_Objective_
In the listing below, locate the line containing "Objective — one marker on every instance of the grassy meadow"; reproduce that line and all lines that follow it, unchanged.

_Exercise inputs_
(begin)

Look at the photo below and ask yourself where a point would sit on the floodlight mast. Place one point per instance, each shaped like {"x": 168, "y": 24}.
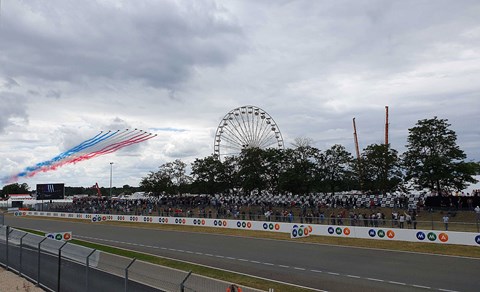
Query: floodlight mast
{"x": 386, "y": 125}
{"x": 360, "y": 172}
{"x": 356, "y": 139}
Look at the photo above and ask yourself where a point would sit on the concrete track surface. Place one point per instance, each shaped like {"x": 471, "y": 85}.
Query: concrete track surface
{"x": 315, "y": 266}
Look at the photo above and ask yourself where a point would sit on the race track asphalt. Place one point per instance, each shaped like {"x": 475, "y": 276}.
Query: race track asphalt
{"x": 315, "y": 266}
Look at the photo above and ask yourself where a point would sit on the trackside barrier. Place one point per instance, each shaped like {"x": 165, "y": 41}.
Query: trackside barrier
{"x": 374, "y": 233}
{"x": 62, "y": 266}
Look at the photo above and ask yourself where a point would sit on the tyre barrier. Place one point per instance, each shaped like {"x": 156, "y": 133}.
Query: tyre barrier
{"x": 271, "y": 226}
{"x": 220, "y": 223}
{"x": 63, "y": 236}
{"x": 300, "y": 231}
{"x": 198, "y": 221}
{"x": 180, "y": 221}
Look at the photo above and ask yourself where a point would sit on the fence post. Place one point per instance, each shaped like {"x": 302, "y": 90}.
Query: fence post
{"x": 86, "y": 270}
{"x": 38, "y": 265}
{"x": 21, "y": 247}
{"x": 59, "y": 264}
{"x": 126, "y": 274}
{"x": 6, "y": 246}
{"x": 431, "y": 213}
{"x": 182, "y": 285}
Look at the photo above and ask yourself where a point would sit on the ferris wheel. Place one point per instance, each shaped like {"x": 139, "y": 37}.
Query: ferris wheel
{"x": 246, "y": 127}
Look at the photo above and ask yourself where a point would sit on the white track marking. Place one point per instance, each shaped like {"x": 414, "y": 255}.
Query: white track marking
{"x": 300, "y": 269}
{"x": 420, "y": 286}
{"x": 376, "y": 280}
{"x": 270, "y": 264}
{"x": 397, "y": 283}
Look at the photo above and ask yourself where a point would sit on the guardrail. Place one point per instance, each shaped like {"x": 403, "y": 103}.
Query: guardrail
{"x": 57, "y": 265}
{"x": 379, "y": 231}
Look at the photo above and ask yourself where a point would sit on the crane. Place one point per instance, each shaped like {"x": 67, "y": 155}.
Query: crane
{"x": 360, "y": 172}
{"x": 356, "y": 139}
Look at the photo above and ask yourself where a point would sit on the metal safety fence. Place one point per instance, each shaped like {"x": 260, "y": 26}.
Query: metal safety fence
{"x": 56, "y": 265}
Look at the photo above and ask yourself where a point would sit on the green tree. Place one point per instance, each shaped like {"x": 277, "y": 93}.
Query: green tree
{"x": 251, "y": 170}
{"x": 381, "y": 168}
{"x": 170, "y": 178}
{"x": 207, "y": 175}
{"x": 273, "y": 166}
{"x": 334, "y": 169}
{"x": 299, "y": 174}
{"x": 433, "y": 159}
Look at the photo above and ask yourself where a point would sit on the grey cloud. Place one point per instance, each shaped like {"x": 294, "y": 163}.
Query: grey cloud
{"x": 11, "y": 106}
{"x": 10, "y": 83}
{"x": 157, "y": 42}
{"x": 54, "y": 94}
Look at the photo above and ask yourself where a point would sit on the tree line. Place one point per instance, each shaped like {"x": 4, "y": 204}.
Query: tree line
{"x": 432, "y": 161}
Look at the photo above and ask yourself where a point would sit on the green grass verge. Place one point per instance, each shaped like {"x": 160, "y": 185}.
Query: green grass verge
{"x": 231, "y": 277}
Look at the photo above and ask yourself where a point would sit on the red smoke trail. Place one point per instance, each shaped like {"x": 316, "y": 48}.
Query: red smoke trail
{"x": 132, "y": 137}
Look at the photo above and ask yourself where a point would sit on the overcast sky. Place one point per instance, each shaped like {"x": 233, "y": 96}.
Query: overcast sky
{"x": 71, "y": 69}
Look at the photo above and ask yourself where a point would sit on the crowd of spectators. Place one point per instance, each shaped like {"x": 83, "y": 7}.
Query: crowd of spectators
{"x": 324, "y": 209}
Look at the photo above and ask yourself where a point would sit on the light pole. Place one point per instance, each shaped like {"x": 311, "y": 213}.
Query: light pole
{"x": 111, "y": 171}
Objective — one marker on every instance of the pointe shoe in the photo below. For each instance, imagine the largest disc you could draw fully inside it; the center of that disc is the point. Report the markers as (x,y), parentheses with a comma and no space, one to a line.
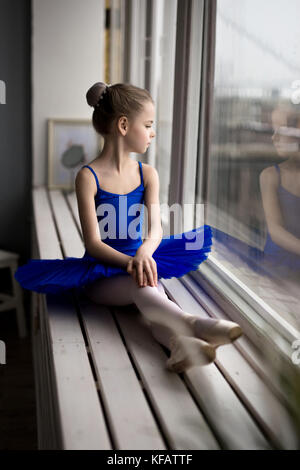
(216,331)
(187,352)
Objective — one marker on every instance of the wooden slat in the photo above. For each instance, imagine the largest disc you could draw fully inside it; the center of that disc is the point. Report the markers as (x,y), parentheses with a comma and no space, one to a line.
(84,427)
(265,407)
(45,227)
(181,420)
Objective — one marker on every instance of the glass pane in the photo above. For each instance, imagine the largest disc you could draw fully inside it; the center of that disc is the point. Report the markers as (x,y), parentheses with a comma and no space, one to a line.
(254,165)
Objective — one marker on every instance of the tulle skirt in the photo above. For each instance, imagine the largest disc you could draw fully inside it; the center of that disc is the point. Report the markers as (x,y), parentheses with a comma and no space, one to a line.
(175,256)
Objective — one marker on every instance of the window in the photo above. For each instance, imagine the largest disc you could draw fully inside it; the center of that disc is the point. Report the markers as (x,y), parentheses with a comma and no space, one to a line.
(255,137)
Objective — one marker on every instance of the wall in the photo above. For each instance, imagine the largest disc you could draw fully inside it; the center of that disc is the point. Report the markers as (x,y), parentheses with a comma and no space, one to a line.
(68,57)
(15,124)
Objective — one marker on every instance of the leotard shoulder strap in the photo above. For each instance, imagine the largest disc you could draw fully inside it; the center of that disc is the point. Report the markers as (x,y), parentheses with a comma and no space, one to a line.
(96,177)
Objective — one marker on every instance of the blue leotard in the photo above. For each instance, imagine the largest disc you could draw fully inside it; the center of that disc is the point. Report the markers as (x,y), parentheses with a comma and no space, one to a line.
(175,256)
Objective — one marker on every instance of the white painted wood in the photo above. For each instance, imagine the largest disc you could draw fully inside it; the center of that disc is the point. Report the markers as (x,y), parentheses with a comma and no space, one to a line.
(62,331)
(130,418)
(45,227)
(266,408)
(181,420)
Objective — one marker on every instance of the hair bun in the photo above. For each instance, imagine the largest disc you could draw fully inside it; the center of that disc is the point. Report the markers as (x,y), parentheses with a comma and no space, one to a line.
(94,93)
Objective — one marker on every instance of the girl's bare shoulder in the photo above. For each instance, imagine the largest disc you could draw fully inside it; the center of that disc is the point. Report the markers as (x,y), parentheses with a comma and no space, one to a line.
(269,176)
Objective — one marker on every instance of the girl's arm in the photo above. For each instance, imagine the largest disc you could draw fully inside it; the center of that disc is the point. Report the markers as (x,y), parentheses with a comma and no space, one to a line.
(268,181)
(89,224)
(143,263)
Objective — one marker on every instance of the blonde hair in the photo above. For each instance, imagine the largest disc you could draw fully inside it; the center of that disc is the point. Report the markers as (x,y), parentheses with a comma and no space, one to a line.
(112,102)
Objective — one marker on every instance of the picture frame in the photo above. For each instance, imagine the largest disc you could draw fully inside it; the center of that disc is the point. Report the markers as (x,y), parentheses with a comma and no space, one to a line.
(72,143)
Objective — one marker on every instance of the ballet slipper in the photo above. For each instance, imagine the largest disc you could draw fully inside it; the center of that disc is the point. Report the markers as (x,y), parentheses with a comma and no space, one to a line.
(215,331)
(187,352)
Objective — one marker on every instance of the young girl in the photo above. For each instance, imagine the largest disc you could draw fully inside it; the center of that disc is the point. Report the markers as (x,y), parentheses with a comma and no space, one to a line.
(280,191)
(118,266)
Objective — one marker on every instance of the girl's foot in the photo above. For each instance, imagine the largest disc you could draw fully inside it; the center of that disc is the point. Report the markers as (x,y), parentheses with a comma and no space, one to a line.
(187,352)
(215,331)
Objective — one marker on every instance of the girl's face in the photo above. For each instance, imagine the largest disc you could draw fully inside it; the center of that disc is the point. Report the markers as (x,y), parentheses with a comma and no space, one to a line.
(140,131)
(285,138)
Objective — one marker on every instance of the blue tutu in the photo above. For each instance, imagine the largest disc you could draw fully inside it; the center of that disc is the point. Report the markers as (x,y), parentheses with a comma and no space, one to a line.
(175,256)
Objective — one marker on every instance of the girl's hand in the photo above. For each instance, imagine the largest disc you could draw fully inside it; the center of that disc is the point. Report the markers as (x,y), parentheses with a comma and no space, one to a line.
(143,269)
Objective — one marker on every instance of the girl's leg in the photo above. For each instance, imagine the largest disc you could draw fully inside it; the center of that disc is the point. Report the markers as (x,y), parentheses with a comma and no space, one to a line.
(164,317)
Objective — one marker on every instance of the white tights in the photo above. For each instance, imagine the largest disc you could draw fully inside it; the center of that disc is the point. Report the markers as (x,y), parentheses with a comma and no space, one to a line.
(165,318)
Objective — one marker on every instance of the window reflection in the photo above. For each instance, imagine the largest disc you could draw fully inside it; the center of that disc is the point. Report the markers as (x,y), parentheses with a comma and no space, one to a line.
(254,161)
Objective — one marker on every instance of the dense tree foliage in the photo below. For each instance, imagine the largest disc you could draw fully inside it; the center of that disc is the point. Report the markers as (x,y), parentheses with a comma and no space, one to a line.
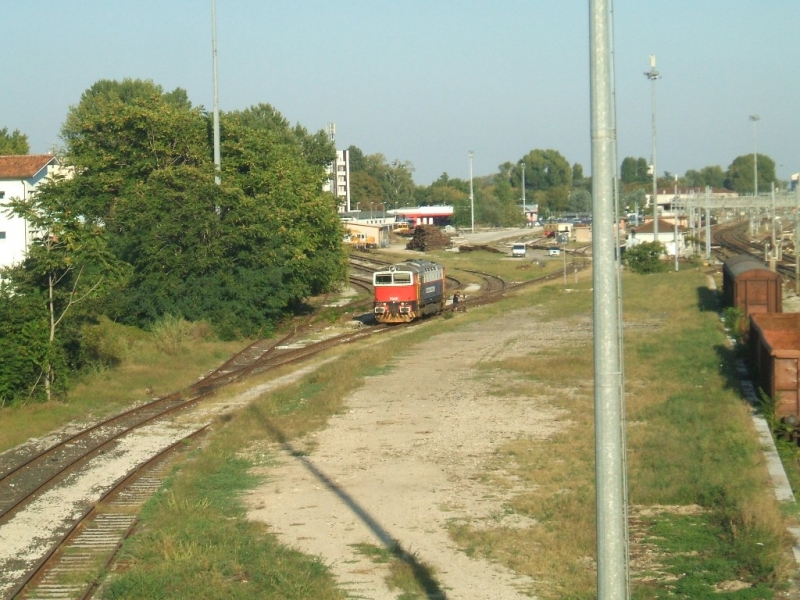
(67,268)
(712,176)
(13,143)
(142,231)
(635,170)
(740,176)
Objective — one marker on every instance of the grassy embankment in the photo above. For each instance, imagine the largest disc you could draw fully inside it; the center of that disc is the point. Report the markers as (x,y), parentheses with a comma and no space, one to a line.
(704,521)
(147,364)
(703,515)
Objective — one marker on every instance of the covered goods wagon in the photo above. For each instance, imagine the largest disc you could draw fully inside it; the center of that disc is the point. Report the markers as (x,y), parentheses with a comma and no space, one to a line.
(748,284)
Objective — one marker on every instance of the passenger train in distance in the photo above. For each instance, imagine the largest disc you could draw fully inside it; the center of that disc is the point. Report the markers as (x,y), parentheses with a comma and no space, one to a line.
(408,291)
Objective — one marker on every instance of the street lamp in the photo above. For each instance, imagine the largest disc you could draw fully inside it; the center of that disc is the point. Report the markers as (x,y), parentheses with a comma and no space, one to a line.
(471,194)
(653,75)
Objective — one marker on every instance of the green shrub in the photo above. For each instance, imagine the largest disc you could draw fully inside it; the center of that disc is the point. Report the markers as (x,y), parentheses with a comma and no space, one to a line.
(645,258)
(171,334)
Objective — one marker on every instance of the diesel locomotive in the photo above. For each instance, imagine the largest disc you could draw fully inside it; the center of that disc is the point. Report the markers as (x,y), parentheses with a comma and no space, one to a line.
(408,291)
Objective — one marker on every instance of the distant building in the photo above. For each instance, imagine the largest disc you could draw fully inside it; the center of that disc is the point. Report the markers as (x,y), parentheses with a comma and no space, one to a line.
(20,176)
(666,235)
(424,215)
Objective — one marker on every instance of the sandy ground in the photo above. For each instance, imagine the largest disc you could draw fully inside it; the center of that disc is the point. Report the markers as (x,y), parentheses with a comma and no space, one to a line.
(405,460)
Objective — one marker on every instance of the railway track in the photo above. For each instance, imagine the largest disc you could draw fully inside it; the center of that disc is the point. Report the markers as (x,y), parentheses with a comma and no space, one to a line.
(734,239)
(95,528)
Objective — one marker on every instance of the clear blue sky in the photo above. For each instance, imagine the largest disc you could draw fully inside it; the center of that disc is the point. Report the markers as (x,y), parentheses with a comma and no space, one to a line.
(426,81)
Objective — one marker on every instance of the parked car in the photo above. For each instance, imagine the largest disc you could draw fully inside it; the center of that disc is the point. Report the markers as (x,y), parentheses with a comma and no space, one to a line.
(518,250)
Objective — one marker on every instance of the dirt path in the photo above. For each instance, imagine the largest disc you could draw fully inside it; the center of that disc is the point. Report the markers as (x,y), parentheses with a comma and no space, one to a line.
(405,460)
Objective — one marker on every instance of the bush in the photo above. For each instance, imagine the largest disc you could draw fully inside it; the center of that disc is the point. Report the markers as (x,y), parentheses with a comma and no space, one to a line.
(645,258)
(171,333)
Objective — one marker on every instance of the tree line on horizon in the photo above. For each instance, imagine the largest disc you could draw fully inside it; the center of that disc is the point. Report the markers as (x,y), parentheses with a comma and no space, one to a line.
(142,231)
(551,183)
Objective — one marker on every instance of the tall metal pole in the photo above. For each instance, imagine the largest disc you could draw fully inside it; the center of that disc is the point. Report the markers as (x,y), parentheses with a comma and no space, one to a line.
(755,119)
(708,223)
(471,195)
(653,75)
(796,238)
(217,157)
(612,564)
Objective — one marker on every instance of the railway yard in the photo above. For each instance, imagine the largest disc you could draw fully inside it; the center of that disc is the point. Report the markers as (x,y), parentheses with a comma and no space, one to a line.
(69,501)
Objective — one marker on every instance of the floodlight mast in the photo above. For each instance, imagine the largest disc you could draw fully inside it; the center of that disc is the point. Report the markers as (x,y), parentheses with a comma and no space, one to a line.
(653,75)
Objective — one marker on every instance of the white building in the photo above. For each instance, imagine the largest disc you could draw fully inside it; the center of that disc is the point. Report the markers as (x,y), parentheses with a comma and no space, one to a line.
(20,176)
(339,180)
(666,235)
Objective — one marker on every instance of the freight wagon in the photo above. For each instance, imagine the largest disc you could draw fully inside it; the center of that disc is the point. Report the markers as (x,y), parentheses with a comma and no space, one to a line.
(775,340)
(748,284)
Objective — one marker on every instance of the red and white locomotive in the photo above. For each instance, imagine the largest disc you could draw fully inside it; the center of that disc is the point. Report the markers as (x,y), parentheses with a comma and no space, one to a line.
(408,291)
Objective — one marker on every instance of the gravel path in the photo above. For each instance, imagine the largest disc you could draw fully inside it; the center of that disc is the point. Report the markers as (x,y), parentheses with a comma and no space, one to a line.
(405,460)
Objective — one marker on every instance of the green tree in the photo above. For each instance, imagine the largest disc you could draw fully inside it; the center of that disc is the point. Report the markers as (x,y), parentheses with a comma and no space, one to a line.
(13,143)
(579,201)
(67,267)
(740,174)
(635,170)
(712,176)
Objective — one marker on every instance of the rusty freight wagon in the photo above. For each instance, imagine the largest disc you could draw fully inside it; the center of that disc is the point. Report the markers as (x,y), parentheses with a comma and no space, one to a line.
(775,341)
(748,284)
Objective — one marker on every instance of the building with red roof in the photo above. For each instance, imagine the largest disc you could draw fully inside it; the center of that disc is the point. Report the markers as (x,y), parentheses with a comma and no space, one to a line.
(20,176)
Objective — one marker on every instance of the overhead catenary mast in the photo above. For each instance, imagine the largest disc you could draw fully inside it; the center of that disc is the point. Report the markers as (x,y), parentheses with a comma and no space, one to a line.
(217,157)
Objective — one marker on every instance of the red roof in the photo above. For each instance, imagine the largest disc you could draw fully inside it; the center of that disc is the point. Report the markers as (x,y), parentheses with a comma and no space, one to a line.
(23,166)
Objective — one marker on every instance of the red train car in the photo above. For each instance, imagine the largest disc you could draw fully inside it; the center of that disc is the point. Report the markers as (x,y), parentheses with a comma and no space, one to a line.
(408,291)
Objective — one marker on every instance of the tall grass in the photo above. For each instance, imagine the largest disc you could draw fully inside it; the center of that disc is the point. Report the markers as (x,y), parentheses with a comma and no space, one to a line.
(130,366)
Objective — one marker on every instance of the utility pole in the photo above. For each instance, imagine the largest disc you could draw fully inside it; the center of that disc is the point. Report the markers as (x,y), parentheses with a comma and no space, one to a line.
(611,494)
(471,194)
(755,119)
(217,156)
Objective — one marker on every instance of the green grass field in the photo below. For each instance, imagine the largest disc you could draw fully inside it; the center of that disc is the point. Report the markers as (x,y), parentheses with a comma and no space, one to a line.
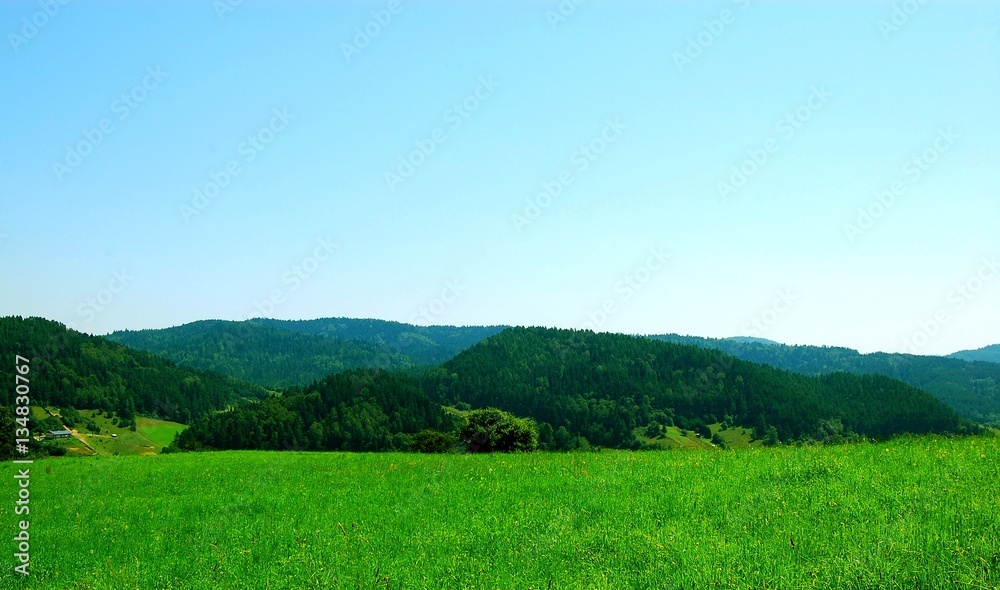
(149,438)
(913,513)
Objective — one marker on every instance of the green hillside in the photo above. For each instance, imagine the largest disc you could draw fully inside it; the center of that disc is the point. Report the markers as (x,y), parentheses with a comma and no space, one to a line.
(259,353)
(910,513)
(603,386)
(989,354)
(358,410)
(425,345)
(70,369)
(971,388)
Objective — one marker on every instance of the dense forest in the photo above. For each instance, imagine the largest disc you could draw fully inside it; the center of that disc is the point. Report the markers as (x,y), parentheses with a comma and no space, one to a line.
(358,410)
(262,354)
(425,345)
(989,354)
(971,388)
(70,369)
(602,386)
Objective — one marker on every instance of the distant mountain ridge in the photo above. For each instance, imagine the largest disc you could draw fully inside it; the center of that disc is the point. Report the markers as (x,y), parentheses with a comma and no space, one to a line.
(989,354)
(971,388)
(69,368)
(425,345)
(277,353)
(255,351)
(602,386)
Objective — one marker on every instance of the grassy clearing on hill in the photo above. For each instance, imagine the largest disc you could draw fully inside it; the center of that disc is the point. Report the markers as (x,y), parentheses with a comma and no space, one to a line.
(149,438)
(911,513)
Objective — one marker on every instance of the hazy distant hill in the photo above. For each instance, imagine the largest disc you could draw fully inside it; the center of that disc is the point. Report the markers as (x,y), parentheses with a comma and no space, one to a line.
(255,351)
(426,345)
(971,388)
(602,386)
(990,354)
(68,368)
(357,410)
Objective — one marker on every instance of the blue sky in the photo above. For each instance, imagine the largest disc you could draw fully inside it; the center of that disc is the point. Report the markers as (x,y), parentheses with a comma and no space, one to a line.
(528,163)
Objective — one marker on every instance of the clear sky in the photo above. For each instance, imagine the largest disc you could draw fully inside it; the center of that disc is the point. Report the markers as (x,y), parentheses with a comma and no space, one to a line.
(705,168)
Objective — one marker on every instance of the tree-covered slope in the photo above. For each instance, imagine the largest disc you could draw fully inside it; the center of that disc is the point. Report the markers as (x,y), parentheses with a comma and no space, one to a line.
(971,388)
(358,410)
(260,353)
(69,368)
(602,386)
(426,345)
(989,354)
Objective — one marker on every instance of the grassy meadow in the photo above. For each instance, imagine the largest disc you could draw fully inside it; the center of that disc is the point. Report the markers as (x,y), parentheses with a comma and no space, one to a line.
(911,513)
(149,437)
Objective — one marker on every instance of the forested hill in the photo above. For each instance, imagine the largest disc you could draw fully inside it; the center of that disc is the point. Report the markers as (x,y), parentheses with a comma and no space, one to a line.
(259,353)
(425,345)
(971,388)
(358,410)
(990,354)
(602,386)
(69,368)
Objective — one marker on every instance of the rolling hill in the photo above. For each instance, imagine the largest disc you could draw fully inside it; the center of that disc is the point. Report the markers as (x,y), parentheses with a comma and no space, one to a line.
(71,369)
(425,345)
(253,350)
(971,388)
(603,386)
(989,354)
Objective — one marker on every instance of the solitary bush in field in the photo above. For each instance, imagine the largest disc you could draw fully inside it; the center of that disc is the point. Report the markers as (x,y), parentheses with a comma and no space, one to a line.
(432,441)
(493,430)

(end)

_Solution below_
Objective — one marker on every instance of the grassy meadow in the photo above. For each instance, imagine the largest disc you could draw fully inside it; the center of that disc is the point. Report the markers as (x,y), parentheses with a comma and no space, one to a line.
(911,513)
(149,437)
Objective — one marker on every instance of the forested hill in the photo above. For each instance, imagine the largest disc you could draw fully inside it; the center of that disc is the point. Report the markers as (x,y), parentheses with a comma and no space, one to a line.
(259,353)
(425,345)
(971,388)
(358,410)
(990,354)
(602,386)
(69,368)
Objective — one marker on every instance of the rolling hill in the photo above. For each instance, imagine the largest disc you could draw fully inside it; the center of that disc is the point. Report the markers as (x,y), parentheses with a comma and no space, one to a line.
(71,369)
(425,345)
(253,350)
(971,388)
(603,386)
(989,354)
Objective — one marker on every instance of the solitary bush in field in the photo above. For each instance, imagine the largest disc you could draw fully inside it; the center of that disc is the point. Report the markers as (x,y), parentheses with a comma and no space, one to a line.
(432,441)
(493,430)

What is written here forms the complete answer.